- Task -
Set down exactly the lines from the one containing "Objective — one dot on each instance of the black shoe" through the end of the records below, both included, and nothing else.

- Point labeling examples -
====

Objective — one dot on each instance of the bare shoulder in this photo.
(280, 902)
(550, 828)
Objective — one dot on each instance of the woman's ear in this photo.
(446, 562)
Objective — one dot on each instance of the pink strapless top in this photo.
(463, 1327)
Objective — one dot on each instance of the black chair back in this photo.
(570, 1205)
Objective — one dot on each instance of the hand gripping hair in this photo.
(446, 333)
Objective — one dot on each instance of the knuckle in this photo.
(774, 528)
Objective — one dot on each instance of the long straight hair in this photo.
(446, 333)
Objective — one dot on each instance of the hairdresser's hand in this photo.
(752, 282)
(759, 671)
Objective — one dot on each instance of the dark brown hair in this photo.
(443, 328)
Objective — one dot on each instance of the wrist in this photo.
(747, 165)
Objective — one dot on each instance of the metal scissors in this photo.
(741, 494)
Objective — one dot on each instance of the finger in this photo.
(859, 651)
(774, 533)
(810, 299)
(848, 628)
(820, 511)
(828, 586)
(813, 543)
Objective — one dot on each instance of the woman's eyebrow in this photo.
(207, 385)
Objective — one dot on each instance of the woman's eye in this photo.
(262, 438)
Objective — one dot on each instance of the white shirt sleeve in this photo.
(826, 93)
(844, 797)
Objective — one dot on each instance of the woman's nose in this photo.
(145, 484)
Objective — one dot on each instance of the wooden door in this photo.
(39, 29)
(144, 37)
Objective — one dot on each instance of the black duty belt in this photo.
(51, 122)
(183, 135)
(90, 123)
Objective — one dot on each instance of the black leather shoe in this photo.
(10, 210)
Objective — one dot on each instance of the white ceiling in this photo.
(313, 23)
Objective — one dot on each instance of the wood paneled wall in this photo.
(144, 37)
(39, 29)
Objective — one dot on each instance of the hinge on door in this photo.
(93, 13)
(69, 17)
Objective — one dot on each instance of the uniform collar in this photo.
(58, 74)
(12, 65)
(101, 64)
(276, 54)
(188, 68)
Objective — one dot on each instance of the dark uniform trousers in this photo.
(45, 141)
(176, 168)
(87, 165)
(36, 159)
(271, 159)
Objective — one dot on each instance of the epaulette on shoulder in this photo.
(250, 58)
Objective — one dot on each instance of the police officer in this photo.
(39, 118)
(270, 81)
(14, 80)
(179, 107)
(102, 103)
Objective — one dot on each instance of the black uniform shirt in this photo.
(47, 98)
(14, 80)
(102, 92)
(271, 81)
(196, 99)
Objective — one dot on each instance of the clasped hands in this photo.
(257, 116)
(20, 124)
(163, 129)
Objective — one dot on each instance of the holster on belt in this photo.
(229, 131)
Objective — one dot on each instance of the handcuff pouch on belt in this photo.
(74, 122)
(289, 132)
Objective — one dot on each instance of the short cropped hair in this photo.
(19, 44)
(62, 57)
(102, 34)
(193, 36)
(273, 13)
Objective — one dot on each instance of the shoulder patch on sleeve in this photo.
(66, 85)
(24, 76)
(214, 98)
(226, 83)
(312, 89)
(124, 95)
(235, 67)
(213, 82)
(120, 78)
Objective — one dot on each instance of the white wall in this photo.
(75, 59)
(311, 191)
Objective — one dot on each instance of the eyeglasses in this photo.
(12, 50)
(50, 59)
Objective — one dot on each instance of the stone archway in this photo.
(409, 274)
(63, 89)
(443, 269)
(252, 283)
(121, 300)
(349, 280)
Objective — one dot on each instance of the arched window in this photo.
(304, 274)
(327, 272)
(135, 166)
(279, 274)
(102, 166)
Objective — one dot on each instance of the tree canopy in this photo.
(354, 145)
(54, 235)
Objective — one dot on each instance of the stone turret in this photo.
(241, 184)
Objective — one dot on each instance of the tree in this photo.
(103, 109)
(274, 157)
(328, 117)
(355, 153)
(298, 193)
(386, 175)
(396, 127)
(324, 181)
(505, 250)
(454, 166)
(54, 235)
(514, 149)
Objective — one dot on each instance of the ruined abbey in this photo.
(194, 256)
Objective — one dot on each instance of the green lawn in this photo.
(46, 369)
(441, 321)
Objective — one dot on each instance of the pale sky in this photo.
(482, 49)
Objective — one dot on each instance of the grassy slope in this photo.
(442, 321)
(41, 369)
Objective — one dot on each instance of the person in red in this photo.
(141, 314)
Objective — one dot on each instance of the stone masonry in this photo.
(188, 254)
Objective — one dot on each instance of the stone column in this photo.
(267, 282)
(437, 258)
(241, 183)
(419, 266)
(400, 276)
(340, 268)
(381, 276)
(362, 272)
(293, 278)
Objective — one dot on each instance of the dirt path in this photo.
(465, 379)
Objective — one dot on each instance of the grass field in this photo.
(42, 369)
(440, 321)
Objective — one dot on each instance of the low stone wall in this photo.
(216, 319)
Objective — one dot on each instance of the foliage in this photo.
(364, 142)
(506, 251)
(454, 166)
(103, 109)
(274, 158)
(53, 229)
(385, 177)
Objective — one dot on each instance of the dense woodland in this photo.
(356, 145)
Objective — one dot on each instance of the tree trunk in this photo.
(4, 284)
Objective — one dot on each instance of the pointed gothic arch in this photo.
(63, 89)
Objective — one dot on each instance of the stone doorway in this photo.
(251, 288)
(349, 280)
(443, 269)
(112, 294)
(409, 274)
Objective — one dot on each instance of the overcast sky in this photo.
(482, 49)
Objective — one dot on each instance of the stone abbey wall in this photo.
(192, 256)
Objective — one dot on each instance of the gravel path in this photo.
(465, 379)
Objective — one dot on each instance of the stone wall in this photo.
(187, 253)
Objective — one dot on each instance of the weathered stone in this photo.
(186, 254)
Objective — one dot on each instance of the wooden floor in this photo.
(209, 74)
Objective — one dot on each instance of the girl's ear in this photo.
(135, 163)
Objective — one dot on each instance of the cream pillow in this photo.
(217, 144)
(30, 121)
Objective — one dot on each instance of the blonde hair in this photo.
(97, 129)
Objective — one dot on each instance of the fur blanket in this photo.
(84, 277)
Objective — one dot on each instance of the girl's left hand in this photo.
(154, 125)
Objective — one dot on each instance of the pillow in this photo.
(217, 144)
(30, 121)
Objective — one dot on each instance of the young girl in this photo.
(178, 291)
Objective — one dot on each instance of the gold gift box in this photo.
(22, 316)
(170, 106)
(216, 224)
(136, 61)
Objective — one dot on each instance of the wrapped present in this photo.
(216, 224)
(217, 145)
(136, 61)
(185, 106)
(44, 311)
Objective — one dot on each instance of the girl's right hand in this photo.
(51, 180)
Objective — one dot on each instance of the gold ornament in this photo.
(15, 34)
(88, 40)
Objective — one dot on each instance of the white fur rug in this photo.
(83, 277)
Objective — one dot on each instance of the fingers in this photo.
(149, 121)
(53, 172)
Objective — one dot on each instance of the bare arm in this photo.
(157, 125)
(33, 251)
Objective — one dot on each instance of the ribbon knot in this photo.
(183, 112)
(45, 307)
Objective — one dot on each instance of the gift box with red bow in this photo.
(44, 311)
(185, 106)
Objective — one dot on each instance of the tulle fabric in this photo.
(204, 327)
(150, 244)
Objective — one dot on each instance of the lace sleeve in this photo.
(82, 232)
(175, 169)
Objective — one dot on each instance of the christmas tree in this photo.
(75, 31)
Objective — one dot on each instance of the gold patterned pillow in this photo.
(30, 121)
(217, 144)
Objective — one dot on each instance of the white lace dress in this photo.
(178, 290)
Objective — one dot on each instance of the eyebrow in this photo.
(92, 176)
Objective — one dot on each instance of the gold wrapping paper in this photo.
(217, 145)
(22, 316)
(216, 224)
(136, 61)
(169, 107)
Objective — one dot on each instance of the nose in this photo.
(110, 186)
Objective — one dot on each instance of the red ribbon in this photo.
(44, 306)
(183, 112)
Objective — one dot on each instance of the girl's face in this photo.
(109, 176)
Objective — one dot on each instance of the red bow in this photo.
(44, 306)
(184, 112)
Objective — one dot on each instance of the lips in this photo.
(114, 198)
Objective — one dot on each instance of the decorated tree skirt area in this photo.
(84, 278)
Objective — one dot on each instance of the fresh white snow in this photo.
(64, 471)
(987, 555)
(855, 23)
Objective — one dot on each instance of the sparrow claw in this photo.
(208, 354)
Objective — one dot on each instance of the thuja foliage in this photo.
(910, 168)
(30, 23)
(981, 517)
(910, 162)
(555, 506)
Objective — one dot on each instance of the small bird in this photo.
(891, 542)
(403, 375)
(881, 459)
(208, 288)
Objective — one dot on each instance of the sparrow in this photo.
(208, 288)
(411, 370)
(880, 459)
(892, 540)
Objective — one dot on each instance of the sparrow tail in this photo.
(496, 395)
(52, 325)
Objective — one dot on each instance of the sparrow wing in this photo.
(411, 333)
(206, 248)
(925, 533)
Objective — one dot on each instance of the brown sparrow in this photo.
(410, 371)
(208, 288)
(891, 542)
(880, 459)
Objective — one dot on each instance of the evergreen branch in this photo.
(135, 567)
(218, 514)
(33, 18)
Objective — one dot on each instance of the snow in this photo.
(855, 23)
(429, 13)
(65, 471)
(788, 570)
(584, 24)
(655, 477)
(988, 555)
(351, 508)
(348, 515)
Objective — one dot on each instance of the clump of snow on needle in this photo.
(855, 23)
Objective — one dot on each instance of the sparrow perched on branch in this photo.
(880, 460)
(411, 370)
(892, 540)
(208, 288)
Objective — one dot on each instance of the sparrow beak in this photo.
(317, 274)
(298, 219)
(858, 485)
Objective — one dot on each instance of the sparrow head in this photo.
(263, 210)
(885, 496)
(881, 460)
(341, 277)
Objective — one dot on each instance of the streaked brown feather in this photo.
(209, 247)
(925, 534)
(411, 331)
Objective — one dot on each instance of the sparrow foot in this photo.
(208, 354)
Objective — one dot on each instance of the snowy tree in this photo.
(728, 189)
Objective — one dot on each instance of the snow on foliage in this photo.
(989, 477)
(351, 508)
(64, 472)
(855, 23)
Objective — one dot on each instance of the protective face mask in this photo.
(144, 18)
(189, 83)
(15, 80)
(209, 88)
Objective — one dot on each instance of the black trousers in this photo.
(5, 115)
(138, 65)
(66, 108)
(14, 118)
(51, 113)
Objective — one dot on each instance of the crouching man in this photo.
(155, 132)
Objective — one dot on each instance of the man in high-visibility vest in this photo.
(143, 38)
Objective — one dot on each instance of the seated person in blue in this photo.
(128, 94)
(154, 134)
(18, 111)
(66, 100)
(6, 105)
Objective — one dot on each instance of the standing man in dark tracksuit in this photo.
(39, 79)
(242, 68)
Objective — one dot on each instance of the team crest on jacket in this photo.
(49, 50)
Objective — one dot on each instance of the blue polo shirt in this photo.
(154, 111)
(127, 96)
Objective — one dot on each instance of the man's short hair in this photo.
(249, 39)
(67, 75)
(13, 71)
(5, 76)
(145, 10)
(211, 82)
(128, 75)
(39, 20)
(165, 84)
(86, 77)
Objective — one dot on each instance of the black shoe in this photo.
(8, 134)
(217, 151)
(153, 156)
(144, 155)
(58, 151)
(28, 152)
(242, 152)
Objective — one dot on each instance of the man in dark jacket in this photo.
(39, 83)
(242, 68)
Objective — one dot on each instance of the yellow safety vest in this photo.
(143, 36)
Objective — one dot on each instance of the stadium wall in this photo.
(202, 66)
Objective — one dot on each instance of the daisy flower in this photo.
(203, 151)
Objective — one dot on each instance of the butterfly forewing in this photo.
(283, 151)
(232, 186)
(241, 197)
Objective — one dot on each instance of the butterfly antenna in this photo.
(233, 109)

====

- Exercise solution -
Objective — one dot on each instance of the black shoe in this photo.
(8, 134)
(217, 151)
(153, 156)
(144, 155)
(58, 151)
(28, 152)
(242, 152)
Objective — one dot on each instance of the man in dark jacket in this photo.
(39, 83)
(242, 68)
Objective — one dot on each instance of the yellow safety vest in this photo.
(143, 36)
Objective — one dot on each instance of the stadium wall in this photo.
(202, 66)
Objective — one dot on each instance of the daisy flower in this photo.
(203, 151)
Objective — one dot on each instance of the butterfly forewing in this photo.
(283, 151)
(232, 186)
(241, 197)
Objective — one dot on each instance of the butterfly antenna in this photo.
(233, 109)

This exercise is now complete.